=== Excerpted text ===

Solving for x and y in qcauchy() given its quantiles in R

Question

Background:

qcauchy(p, location, scale) is an built-in base R function. In this function, "location" indicates the center and "scale" indicates the speadoutness of a symmetric bell-like curve (just like a normal distribution). "location" can be any number (negative, positive, non-integer etc.). And "scale" can be any number larger than "0". Also, "p" is probability thus 0 <= p <= 1.

Coding Question:

Only as 1 example, suppose I know qcauchy(p = c(.025, .975), location = x, scale = y ) = c(-12.7062, 12.7062 ), THEN, is there a way I can find out what x and y could reasonably be (i.e., within some margin of error)?

P.S.: As a small possible start, can nlm() (i.e., non-linear minimazation) help here? Or the fact the most right-hand side [i.e., c(-12.7062, 12.7062 ) ], are the same number with opposite signs.

Answer 1

I used a package for solving a system of nonlinear equations nleqslv. I tried the following

library(nleqslv)

f <- function(x) {
    y <- c(-12.7062, 12.7062) - qcauchy(c(.025,.975), location=x[1],  scale=x[2]) 
    y
}

nleqslv(c(1,1), f)

=== Record set ===

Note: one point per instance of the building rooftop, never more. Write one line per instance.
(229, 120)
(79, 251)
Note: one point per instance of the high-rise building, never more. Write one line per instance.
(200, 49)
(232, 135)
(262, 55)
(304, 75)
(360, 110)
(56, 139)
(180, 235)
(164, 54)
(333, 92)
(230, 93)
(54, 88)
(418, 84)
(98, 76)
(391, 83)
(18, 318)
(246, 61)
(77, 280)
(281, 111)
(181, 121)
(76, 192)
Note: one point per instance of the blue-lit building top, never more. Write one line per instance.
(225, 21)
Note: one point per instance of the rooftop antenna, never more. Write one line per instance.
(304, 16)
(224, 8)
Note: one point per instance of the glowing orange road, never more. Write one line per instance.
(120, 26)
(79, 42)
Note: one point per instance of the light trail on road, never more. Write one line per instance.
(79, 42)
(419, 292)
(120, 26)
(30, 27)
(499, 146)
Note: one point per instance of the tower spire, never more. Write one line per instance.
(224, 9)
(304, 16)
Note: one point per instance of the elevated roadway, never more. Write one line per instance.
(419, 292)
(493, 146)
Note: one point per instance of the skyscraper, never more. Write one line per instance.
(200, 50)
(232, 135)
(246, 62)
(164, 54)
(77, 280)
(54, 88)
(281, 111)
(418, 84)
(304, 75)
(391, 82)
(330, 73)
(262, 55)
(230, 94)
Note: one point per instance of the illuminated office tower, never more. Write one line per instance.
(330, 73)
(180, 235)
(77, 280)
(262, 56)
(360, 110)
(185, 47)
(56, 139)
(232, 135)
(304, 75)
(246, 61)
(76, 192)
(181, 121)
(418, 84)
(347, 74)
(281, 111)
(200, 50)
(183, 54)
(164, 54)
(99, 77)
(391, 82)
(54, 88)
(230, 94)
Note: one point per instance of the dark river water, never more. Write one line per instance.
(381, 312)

===

- **What the task asks**:
From the thread on solving for qcauchy() parameters, list the arguments of qcauchy() as they appear in its signature at the start of the background section.

- **Response to the task**:
p, location, scale